• [Your objective]: Locate the word "path" in the entries below, then gather every line that holds it.

BEGIN Records for this exercise

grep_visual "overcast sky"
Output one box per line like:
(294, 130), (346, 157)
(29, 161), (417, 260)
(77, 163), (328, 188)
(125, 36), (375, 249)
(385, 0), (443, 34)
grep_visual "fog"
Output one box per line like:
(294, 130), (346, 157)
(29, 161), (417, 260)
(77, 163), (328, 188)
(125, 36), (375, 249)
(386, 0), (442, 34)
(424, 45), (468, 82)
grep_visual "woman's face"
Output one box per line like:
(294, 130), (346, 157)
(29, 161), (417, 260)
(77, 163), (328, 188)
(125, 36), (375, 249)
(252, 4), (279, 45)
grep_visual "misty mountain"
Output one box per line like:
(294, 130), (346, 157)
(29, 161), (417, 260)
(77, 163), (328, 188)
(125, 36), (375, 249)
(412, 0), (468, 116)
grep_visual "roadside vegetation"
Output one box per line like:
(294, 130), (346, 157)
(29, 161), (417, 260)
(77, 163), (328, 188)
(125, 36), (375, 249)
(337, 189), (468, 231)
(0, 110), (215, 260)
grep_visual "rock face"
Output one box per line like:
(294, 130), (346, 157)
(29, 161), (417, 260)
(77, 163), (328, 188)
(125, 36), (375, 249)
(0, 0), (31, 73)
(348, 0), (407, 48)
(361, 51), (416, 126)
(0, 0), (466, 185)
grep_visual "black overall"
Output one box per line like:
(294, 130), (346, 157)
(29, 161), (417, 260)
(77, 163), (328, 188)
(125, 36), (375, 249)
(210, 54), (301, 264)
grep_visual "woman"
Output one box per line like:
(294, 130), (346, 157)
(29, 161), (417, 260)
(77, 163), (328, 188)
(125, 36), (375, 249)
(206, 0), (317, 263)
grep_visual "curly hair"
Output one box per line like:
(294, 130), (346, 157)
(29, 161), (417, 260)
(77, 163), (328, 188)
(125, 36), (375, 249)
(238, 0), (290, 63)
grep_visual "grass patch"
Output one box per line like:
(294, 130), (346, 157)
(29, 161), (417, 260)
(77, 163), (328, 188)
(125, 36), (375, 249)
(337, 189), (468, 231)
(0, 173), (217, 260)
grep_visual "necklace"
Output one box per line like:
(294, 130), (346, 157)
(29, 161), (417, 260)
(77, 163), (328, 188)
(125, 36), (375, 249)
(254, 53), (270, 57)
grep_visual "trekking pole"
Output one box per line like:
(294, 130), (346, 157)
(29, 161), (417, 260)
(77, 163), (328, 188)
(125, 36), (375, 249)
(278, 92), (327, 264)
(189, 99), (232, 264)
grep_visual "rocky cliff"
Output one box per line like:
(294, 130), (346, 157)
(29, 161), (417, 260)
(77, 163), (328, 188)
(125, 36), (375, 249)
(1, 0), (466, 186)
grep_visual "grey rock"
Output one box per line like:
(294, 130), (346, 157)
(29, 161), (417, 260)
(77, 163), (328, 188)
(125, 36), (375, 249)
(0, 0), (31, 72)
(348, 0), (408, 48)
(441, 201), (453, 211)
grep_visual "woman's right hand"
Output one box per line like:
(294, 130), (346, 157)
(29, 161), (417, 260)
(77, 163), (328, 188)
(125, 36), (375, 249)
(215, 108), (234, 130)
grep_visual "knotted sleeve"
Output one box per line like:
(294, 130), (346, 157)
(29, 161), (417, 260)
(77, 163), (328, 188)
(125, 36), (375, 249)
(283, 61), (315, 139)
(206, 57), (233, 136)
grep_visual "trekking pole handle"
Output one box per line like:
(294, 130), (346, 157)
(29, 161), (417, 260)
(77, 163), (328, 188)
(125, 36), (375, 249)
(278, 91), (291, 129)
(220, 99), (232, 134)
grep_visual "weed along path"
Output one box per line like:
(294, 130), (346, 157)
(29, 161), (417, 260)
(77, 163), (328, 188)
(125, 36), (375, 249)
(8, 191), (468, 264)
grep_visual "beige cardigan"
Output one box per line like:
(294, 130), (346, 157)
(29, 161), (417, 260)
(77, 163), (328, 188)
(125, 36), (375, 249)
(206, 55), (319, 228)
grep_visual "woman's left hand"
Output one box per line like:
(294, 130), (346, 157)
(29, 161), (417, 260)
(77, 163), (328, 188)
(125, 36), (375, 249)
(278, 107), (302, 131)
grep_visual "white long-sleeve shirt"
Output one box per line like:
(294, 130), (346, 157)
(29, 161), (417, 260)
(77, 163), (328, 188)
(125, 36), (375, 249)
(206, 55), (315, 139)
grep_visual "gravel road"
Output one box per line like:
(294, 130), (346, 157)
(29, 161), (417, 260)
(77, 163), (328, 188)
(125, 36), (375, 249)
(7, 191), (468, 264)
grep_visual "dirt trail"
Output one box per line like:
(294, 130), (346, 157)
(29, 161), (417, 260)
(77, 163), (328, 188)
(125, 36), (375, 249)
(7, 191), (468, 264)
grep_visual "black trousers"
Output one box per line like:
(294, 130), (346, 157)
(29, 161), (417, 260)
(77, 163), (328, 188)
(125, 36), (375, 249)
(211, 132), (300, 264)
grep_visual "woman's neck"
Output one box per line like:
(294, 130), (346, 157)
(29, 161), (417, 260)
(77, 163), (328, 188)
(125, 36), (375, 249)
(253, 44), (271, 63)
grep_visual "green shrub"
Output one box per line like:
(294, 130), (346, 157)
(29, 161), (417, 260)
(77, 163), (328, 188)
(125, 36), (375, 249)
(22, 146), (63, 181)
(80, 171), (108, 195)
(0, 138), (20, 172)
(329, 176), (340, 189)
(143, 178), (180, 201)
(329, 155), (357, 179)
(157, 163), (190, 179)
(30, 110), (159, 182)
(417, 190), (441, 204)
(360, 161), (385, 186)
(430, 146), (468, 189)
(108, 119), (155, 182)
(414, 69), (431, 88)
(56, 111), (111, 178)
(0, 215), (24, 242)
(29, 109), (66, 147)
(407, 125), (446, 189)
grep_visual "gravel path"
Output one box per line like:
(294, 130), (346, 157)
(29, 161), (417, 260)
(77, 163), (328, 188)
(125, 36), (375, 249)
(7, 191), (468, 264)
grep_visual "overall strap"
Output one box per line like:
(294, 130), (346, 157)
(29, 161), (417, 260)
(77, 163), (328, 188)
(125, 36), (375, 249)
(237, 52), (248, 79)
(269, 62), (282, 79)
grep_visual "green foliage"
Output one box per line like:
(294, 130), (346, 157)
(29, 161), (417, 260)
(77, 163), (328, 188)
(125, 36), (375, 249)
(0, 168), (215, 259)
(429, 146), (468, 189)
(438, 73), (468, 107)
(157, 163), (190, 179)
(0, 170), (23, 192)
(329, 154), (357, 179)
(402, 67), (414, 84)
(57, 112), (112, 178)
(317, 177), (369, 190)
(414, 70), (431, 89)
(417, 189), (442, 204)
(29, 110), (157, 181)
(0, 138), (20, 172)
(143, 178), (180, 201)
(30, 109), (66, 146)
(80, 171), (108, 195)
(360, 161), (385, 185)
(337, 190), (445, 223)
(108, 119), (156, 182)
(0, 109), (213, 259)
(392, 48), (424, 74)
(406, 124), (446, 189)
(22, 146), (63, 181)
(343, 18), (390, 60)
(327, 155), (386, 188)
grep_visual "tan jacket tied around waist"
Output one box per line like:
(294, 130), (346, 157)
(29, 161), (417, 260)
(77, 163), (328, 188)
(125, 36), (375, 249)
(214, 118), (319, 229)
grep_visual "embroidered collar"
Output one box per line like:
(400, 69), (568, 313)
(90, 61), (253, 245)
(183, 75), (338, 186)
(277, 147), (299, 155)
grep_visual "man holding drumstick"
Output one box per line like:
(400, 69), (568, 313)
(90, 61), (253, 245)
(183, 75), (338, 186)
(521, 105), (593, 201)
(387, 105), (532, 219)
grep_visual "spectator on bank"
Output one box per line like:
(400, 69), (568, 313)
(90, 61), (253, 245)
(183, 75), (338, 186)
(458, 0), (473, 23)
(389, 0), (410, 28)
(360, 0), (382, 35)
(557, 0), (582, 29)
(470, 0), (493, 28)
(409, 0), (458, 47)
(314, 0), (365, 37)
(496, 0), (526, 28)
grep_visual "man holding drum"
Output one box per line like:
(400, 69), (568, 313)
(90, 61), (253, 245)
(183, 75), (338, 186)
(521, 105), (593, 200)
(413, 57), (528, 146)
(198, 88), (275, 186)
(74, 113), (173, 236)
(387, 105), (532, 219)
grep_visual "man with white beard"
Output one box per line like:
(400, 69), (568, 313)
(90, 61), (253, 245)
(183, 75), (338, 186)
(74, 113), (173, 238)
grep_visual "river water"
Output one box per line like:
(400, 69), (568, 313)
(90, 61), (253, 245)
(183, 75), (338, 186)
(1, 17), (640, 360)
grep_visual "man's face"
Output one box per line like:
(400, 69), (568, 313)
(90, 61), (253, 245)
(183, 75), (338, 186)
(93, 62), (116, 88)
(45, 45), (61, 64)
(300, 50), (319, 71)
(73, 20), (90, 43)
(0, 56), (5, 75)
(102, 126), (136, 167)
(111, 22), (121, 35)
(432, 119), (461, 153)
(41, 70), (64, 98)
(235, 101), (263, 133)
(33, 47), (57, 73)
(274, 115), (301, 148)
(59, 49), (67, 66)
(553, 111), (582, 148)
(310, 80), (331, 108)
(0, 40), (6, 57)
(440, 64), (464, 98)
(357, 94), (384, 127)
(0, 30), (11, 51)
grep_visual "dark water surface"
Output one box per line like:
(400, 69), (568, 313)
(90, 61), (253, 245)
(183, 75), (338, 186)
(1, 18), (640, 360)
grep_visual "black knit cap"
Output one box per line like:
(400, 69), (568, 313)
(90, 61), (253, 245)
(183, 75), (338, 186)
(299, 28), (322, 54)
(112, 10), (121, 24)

END Records for this exercise

• [Response box]:
grep_visual "weed along path"
grep_visual "gravel path"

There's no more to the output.